#### Stated task:
Write out the lines from the line containing "Task: mark each instance of the blue" through the final line of the listing below, exactly, omitting every other line.

▼▼▼

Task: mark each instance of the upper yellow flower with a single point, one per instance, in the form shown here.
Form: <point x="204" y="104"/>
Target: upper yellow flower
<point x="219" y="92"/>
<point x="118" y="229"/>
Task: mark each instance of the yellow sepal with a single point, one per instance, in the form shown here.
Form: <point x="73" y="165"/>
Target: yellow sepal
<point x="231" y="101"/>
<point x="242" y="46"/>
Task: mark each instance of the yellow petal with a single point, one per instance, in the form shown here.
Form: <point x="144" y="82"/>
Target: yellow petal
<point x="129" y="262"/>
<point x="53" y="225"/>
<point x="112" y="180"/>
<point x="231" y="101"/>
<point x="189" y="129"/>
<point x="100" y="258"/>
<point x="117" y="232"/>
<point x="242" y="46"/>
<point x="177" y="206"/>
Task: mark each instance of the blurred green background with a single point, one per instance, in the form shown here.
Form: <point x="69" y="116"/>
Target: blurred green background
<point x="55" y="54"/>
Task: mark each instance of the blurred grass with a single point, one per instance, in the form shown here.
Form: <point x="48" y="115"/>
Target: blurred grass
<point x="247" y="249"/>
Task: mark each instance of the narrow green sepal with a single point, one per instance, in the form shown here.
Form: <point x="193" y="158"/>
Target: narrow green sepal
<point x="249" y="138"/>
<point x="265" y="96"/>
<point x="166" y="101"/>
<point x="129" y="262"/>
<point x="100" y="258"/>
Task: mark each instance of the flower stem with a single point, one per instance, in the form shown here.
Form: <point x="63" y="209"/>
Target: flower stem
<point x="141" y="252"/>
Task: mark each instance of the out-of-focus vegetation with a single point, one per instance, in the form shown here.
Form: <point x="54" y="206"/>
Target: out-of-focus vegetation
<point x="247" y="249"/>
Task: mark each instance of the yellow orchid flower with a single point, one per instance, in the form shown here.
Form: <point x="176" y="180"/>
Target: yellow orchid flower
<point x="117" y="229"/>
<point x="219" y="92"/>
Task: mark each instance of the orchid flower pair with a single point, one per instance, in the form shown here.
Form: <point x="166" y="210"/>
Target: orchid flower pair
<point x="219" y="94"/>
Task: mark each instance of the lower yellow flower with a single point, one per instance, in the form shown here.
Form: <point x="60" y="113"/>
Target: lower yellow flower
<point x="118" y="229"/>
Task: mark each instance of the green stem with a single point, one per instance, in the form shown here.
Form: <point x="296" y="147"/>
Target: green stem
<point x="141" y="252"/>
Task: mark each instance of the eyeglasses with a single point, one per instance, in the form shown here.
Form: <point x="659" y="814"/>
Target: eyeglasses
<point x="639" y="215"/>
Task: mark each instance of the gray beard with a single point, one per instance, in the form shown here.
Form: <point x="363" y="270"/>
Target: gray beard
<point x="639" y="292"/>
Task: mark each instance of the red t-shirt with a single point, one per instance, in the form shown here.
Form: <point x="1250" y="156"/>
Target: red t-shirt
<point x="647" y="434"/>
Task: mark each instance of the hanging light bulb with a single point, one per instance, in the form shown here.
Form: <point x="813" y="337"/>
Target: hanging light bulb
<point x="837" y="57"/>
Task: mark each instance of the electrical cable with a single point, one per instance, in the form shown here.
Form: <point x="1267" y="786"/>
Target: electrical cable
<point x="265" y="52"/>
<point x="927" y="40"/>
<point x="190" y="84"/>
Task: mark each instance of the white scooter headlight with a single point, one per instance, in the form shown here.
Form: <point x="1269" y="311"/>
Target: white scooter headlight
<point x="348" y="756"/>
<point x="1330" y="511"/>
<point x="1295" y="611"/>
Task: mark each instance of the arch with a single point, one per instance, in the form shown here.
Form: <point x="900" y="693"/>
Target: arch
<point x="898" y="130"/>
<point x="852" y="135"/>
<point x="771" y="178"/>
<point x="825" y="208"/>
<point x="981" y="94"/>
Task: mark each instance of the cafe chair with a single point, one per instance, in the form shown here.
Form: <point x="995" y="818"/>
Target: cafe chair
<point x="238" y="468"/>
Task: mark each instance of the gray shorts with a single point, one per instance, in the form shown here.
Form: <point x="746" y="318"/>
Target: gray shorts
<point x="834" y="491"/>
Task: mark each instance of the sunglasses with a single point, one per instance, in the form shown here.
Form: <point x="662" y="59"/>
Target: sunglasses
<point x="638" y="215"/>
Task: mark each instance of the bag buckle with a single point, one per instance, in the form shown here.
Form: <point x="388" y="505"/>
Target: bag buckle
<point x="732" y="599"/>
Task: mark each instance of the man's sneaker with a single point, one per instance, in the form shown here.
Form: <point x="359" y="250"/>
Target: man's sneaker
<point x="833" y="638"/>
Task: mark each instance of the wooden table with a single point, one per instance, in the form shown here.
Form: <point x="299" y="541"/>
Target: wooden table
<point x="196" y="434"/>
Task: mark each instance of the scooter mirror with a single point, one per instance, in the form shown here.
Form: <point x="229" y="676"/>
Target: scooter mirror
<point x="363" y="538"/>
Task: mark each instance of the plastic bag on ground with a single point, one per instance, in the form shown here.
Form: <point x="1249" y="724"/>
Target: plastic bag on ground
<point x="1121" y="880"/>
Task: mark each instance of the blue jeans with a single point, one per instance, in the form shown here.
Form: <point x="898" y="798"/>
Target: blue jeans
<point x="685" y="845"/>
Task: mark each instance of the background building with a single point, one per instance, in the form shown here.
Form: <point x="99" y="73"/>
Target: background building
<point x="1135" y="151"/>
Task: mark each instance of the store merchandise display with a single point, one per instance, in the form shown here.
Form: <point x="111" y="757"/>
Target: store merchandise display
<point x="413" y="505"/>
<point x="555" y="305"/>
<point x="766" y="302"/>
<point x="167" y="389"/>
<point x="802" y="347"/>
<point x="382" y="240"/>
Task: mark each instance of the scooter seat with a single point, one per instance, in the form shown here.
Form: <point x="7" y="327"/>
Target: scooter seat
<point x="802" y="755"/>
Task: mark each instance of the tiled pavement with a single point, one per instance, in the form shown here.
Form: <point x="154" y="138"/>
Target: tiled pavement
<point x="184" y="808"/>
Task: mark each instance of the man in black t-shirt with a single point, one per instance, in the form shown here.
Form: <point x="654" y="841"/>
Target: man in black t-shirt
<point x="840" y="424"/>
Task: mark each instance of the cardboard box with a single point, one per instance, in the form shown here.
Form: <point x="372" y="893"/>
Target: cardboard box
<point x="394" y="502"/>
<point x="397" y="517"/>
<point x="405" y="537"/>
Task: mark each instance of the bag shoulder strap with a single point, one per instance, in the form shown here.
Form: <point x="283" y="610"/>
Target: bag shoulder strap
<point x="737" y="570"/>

▲▲▲

#### Reply to the task:
Task: mark each instance of the blue jeans with a single point, one per instance, in the form shown here.
Form: <point x="898" y="798"/>
Target: blue jeans
<point x="685" y="845"/>
Task: mark each instance of the background building with a single point, one per instance, in the form shown here.
Form: <point x="99" y="73"/>
Target: background building
<point x="1135" y="151"/>
Task: mark each instance of the store merchandise display with a single point, one per instance, in the form shown here.
Form: <point x="111" y="757"/>
Target: store merchandise display
<point x="413" y="505"/>
<point x="555" y="305"/>
<point x="766" y="302"/>
<point x="167" y="389"/>
<point x="802" y="347"/>
<point x="382" y="240"/>
Task: mark each instance of the scooter seat with a single point, one per instance, in the form shown here.
Form: <point x="7" y="327"/>
Target: scooter seat
<point x="802" y="755"/>
Task: mark each instance of the tiled pavement with a single point, one per instance, in the form shown here.
Form: <point x="154" y="138"/>
Target: tiled pavement
<point x="184" y="808"/>
Task: mark each instance of the man in black t-shirt with a single point, one per instance, in the form shown here.
Form: <point x="654" y="841"/>
Target: man in black t-shirt
<point x="840" y="424"/>
Task: mark each instance of the cardboard box with a single point, one per instance, in the form shown here.
Form: <point x="372" y="893"/>
Target: cardboard box
<point x="394" y="502"/>
<point x="397" y="517"/>
<point x="405" y="537"/>
Task: mark each instance of the bag shoulder strap with a single point, one per instance, in the form shown here.
Form: <point x="283" y="610"/>
Target: bag shoulder strap
<point x="737" y="570"/>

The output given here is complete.